## Текст для чтения
>>>>>

Духовной миссией руководили монах и чиновник. Павел Львович Шиллинг фон Канштадт, неженатый дипломат из Ревеля, был низкорослым, очень полным и невероятно жизнерадостным. Разжалованный архимандрит Иакинф (Бичурин), один из первых русских синологов, был худощавее и выше. Он окитаился настолько, что глаза его сузились, кожа пожелтела, а православная окладистая борода превратилась в азиатскую бородку.
Выходец из бедной чувашской семьи, Бичурин принял вынужденный постриг, чтобы сделать карьеру в науке. Ученым он был настоящим, управленцем посредственным: огромная территория русской духовной миссии в Пекине содержалась в полном беспорядке, в одном из доносов утверждалось, что здание сдавалось под игорный дом, миссионеры вольно обращались с займами и закладами. А монахом был вовсе никудышным, поскольку ненавидел все церковное, не крестился, не постился и непонятно, верил ли во что-то христианское. Зато охотно предавался суетному острословию: «А что, хороши женщины в Китае?» — «Нет, мальчики лучше». Бичурина лишали сана, заточали в Валаамский монастырь, но таких специалистов по Китаю больше не было, и ему прощали многое. Хотя лучше бы расстригли и дали место в Академии наук с казенным содержанием.
Пушкин и Шиллинг познакомились еще до южной ссылки, с Бичуриным встреча случилась в 1828-м. С Шиллингом было интересно говорить о физике — он разрабатывал электромагнитный телеграф, о восточных рукописях — он скупал старинные свитки. Местные китайцы и монголы верили в предсказание ламы о приезде иностранца, который принял буддизм и распространит его по всему миру. И считали Шиллинга воплощением Хубилгана. Во время экспедиции начнется настоящее паломничество в Кяхту, куда буддийские монахи будут привозить для Шиллинга древние свитки.

<<<<<

## Приведенные строки

>>>>>

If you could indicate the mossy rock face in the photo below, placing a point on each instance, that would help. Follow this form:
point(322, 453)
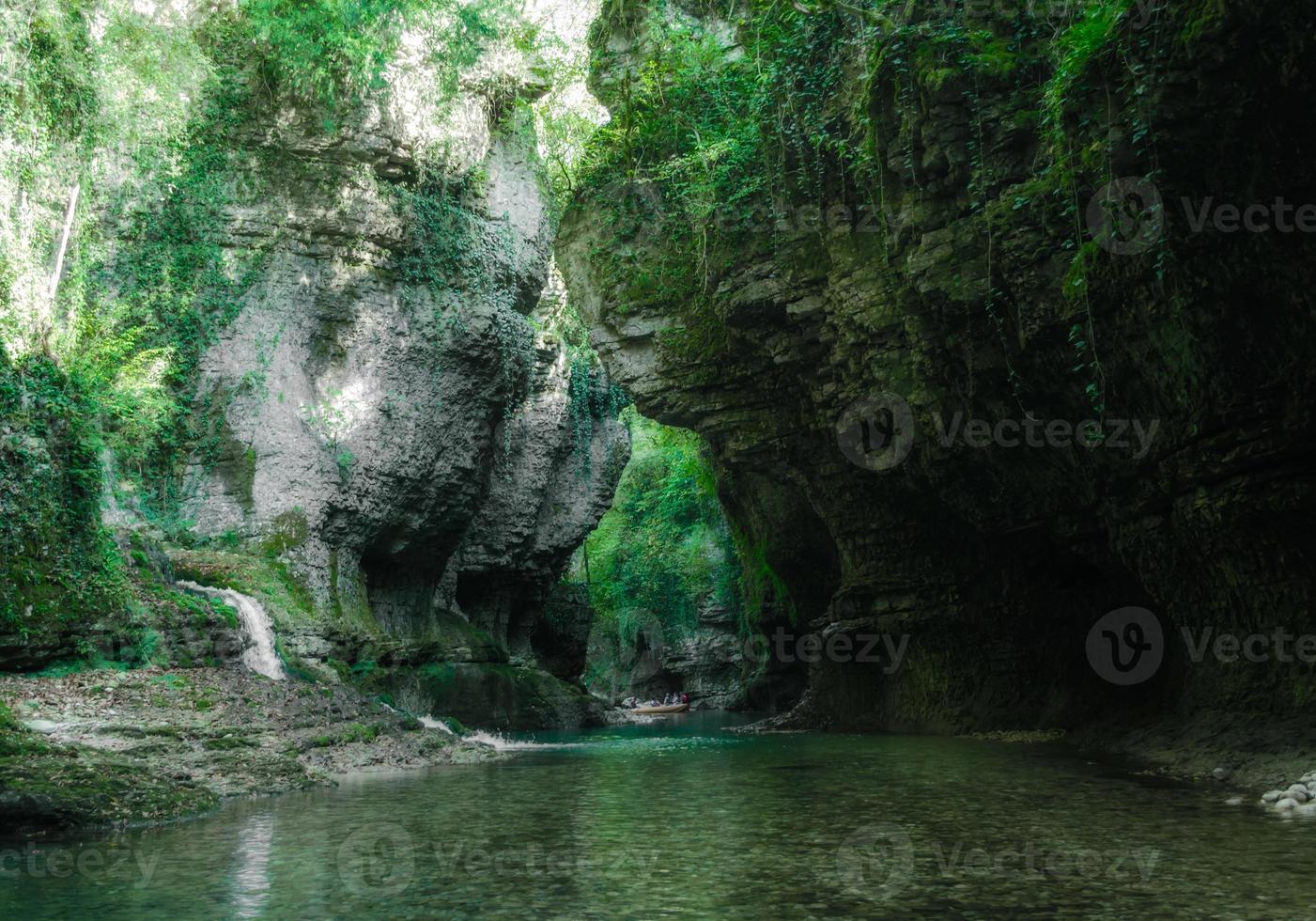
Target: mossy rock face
point(498, 696)
point(43, 786)
point(986, 289)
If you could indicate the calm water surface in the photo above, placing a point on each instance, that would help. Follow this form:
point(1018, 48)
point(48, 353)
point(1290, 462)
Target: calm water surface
point(682, 819)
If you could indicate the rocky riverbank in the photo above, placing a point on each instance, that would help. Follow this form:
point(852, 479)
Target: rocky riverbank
point(136, 747)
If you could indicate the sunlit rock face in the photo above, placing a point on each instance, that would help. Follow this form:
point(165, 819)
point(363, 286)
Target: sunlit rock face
point(381, 411)
point(951, 282)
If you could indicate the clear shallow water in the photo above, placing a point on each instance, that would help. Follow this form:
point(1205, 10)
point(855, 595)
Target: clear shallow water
point(681, 819)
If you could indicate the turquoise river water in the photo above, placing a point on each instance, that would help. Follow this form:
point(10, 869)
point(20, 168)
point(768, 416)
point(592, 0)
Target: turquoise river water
point(682, 819)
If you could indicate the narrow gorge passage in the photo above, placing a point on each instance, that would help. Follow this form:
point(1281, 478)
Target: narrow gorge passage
point(653, 458)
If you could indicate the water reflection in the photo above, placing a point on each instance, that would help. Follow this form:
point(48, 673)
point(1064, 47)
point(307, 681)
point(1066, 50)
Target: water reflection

<<<<<

Скопируйте без изменений фрагмент текста о русской духовной миссии в Пекине от слов «Выходец из бедной» до слов «с казенным содержанием.». Приведенные строки никак не связаны с текстом.

Выходец из бедной чувашской семьи, Бичурин принял вынужденный постриг, чтобы сделать карьеру в науке. Ученым он был настоящим, управленцем посредственным: огромная территория русской духовной миссии в Пекине содержалась в полном беспорядке, в одном из доносов утверждалось, что здание сдавалось под игорный дом, миссионеры вольно обращались с займами и закладами. А монахом был вовсе никудышным, поскольку ненавидел все церковное, не крестился, не постился и непонятно, верил ли во что-то христианское. Зато охотно предавался суетному острословию: «А что, хороши женщины в Китае?» — «Нет, мальчики лучше». Бичурина лишали сана, заточали в Валаамский монастырь, но таких специалистов по Китаю больше не было, и ему прощали многое. Хотя лучше бы расстригли и дали место в Академии наук с казенным содержанием.